===== Leestekst

Petroleumradio

tekst: Hans Knot

Het zijn van die hele kleine berichtjes die soms de aandacht trekken bij het doorbladeren van oude kranten zoals het ook gebeurde met één van dergelijke artikeltjes in een krant van 9 september 1961. Deze berichtte over de mogelijkheden in het technisch nog niet zo ver ontwikkelde Zuid-Afrika. Radio beluisteren was niet voor een ieder weggelegd en ook de komst van televisie was bij lange na niet overwogen. Radio beluisteren in die streken van het land, waar normale elektriciteitsverspreiding niet tot de normen behoorde, was op dat moment nog niet mogelijk.

Uitzonderingen waren schaars en dan betroffen het zeer zeker alleen rijke mensen die zich het bezit van een duur radiotoestel konden permitteren en het geld hadden peperdure batterijen te kunnen kopen wanneer ze ook nog de beschikking hadden over een transistorradio. In het bericht werd melding gemaakt van het gebruik van een ouderwetse petroleumlamp om deze aan te sluiten op een radiotoestel waardoor een prima ontvangst van de binnenlandse radiostation mogelijk werd.

Met trots werd er gemeld dat de petroleum-radio de jongste Zuid-Afrikaanse uitvinding was, die op de markt gebracht werd voor landsbewoners, die geen geld voor batterijen hadden en goedkoper van petroleum gebruik konden maken. Het petroleumlampje behoefde niet bepaald op of naast de radio te staan, wanneer de radio speelde. Onmiddellijk nadat de vlam van het petroleumtoestel aangestoken was, ging de radio in werking. Tevens werd gemeld dat door ontsteking van het vlammetje er ook voldoende energie aanwezig was om een platenspeler draaiende te houden.

Wel dient daarbij gemeld te worden dat de tank, behorende bij de petroleumlamp, een inhoud had van 8 liter. Daarmee was het mogelijk voor bezitters de radio 180 uur draaiende te houden. Lang niet alle radiotoestellen waren voorbestemd om op die manier draaiende te houden. Slechts de kleinere transistorradiotoestellen, die op beperkte schaal in Zuid-Afrika op de markt waren gekomen, konden worden geactiveerd. Er werd namelijk een elektrische stroom opgewekt van 14 volt, waarvan 8 voor de radio en 6 voor een eventuele platenspeler. Aangenomen mag worden dat men in groepsverband luisterde.

De uitvinding was niet helemaal een Zuid-Afrikaanse want de grondbeginselen had men van een Russisch principe. Het lampje had vinnen die als koelers werkten. Achter deze koelers bevonden zich cellen die, wanneer ze door de vlam verhit werden en door de vinnen afgekoeld, de elektrische stroom afgaven, waardoor het radiotoestel werd geactiveerd. Speuren naar een afbeelding bracht geen resultaat, wel werd me duidelijk dat heden ten dage er een petroleumlamp te koop is, waaronder een radio is bevestigd.

==========
===== Getoonde gegevens

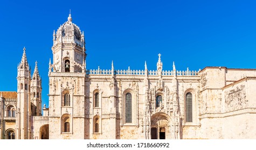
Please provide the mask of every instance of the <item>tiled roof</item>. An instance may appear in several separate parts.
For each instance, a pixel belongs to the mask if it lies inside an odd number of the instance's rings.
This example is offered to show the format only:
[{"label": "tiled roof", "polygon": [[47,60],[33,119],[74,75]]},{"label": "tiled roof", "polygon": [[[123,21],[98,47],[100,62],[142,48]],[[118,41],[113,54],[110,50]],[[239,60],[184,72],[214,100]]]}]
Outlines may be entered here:
[{"label": "tiled roof", "polygon": [[4,99],[17,99],[17,92],[2,92],[0,91],[0,96],[1,95]]}]

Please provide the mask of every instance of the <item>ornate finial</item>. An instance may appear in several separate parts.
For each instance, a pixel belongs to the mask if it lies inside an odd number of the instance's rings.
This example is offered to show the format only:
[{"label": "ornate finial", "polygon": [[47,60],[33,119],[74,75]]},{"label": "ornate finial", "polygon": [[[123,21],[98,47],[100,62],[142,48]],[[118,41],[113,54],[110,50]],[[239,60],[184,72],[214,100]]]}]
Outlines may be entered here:
[{"label": "ornate finial", "polygon": [[113,60],[112,60],[112,64],[111,66],[112,66],[111,67],[112,69],[114,70],[114,64],[113,63]]},{"label": "ornate finial", "polygon": [[145,70],[148,70],[148,68],[147,68],[147,62],[145,61]]},{"label": "ornate finial", "polygon": [[70,9],[70,15],[69,17],[67,17],[67,20],[68,21],[72,21],[72,18],[71,17],[71,10]]},{"label": "ornate finial", "polygon": [[174,64],[174,64],[172,65],[172,68],[174,70],[176,70],[175,68],[175,65]]}]

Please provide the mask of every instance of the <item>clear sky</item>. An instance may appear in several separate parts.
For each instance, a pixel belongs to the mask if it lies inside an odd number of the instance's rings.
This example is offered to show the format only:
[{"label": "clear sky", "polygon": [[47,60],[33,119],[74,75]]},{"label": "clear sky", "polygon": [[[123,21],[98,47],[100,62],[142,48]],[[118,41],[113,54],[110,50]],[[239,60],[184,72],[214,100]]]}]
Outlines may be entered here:
[{"label": "clear sky", "polygon": [[67,20],[85,32],[87,69],[256,68],[255,1],[2,1],[0,91],[17,91],[23,47],[48,106],[52,34]]}]

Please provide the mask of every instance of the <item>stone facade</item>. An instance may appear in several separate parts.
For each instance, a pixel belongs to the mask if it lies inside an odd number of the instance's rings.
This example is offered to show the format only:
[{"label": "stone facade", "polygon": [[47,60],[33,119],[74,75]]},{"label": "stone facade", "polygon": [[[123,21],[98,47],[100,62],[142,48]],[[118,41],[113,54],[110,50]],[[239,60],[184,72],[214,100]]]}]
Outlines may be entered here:
[{"label": "stone facade", "polygon": [[256,138],[256,70],[182,71],[174,62],[164,71],[160,54],[155,71],[146,62],[141,70],[113,62],[87,70],[84,32],[71,15],[53,36],[49,108],[42,116],[41,79],[36,64],[31,77],[24,49],[17,92],[1,93],[1,139]]}]

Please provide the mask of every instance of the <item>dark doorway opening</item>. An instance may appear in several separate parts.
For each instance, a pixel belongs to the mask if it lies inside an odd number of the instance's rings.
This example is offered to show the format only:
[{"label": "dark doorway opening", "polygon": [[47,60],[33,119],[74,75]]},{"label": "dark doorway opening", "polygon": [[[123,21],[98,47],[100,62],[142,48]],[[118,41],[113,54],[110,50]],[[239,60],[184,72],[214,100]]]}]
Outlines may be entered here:
[{"label": "dark doorway opening", "polygon": [[151,139],[157,139],[157,129],[156,129],[156,128],[152,128],[151,129]]}]

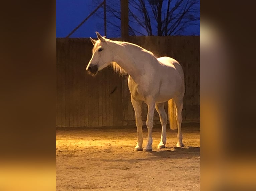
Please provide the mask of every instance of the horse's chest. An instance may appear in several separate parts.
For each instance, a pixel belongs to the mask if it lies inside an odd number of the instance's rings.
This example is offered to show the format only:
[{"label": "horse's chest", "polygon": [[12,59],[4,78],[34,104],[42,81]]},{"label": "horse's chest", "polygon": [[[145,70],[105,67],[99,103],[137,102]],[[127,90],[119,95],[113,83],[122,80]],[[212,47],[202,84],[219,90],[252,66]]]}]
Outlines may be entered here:
[{"label": "horse's chest", "polygon": [[[145,86],[146,85],[146,86]],[[136,84],[130,76],[128,79],[128,87],[131,94],[136,99],[145,101],[147,96],[146,84]]]}]

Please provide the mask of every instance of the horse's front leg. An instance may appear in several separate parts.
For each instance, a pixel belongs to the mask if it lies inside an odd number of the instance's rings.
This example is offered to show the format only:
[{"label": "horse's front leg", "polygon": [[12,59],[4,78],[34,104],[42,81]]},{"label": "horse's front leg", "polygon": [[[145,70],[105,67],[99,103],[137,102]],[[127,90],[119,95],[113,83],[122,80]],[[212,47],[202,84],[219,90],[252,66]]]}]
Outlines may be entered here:
[{"label": "horse's front leg", "polygon": [[155,111],[155,102],[151,102],[148,104],[148,114],[147,117],[147,127],[148,129],[148,142],[146,147],[147,151],[152,151],[152,129],[154,124],[154,113]]},{"label": "horse's front leg", "polygon": [[136,126],[137,127],[138,132],[138,142],[135,147],[135,150],[137,151],[143,150],[142,143],[143,137],[142,136],[142,120],[141,118],[141,105],[142,101],[135,100],[132,96],[131,96],[131,100],[133,108],[135,111],[135,116],[136,121]]}]

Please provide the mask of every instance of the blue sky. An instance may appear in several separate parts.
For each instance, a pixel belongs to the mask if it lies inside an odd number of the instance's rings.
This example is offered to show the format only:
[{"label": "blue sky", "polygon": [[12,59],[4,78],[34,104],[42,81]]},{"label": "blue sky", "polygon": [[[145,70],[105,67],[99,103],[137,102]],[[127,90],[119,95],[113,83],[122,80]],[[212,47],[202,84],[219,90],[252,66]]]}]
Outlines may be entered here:
[{"label": "blue sky", "polygon": [[[99,4],[94,0],[56,0],[56,37],[64,37],[83,20]],[[104,34],[104,22],[102,9],[90,17],[70,37],[72,38],[96,37],[95,31]],[[200,13],[196,13],[199,15]],[[113,19],[108,18],[107,19]],[[140,29],[138,28],[138,30]],[[120,37],[120,31],[107,26],[107,37]],[[200,26],[188,27],[183,35],[199,35]]]}]

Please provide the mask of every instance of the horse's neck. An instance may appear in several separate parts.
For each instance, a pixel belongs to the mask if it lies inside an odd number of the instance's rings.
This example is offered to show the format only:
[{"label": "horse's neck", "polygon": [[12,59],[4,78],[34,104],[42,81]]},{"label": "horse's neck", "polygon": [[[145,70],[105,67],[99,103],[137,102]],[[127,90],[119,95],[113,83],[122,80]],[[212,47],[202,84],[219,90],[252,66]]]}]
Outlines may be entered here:
[{"label": "horse's neck", "polygon": [[155,59],[149,53],[139,52],[142,51],[140,47],[125,42],[115,45],[113,50],[116,53],[114,61],[135,81],[152,69],[152,66],[148,66],[152,64],[150,61]]}]

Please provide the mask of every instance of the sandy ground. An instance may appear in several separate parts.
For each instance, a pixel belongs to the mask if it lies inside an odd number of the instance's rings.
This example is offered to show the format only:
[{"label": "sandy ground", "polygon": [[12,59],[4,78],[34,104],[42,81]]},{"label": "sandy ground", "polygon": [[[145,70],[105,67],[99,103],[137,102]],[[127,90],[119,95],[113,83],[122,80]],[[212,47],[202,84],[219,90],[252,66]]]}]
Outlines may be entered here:
[{"label": "sandy ground", "polygon": [[[147,128],[143,127],[146,144]],[[199,190],[199,124],[167,130],[167,148],[157,148],[161,126],[153,131],[153,151],[135,151],[135,126],[57,130],[57,190]]]}]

==========

* Opdracht 1
Beantwoord met behulp van de tekst over de petroleumradio de volgende vragen.
(a) Van welke datum was de krant waarin het bericht stond?
(b) Hoeveel liter kon de tank van de petroleumlamp bevatten?
(c) Van welk principe had men de grondbeginselen van de uitvinding?
* Opdracht 2
Geef het deel van de tekst over de petroleumradio letterlijk terug, van "Petroleumradio" tot en met "nog niet mogelijk.".
Voor het maken van de opdrachten heb je de gegevens niet nodig.

* Antwoordvak 1
(a) 9 september 1961
(b) 8 liter
(c) Van een Russisch principe

* Antwoordvak 2
Petroleumradio

tekst: Hans Knot

Het zijn van die hele kleine berichtjes die soms de aandacht trekken bij het doorbladeren van oude kranten zoals het ook gebeurde met één van dergelijke artikeltjes in een krant van 9 september 1961. Deze berichtte over de mogelijkheden in het technisch nog niet zo ver ontwikkelde Zuid-Afrika. Radio beluisteren was niet voor een ieder weggelegd en ook de komst van televisie was bij lange na niet overwogen. Radio beluisteren in die streken van het land, waar normale elektriciteitsverspreiding niet tot de normen behoorde, was op dat moment nog niet mogelijk.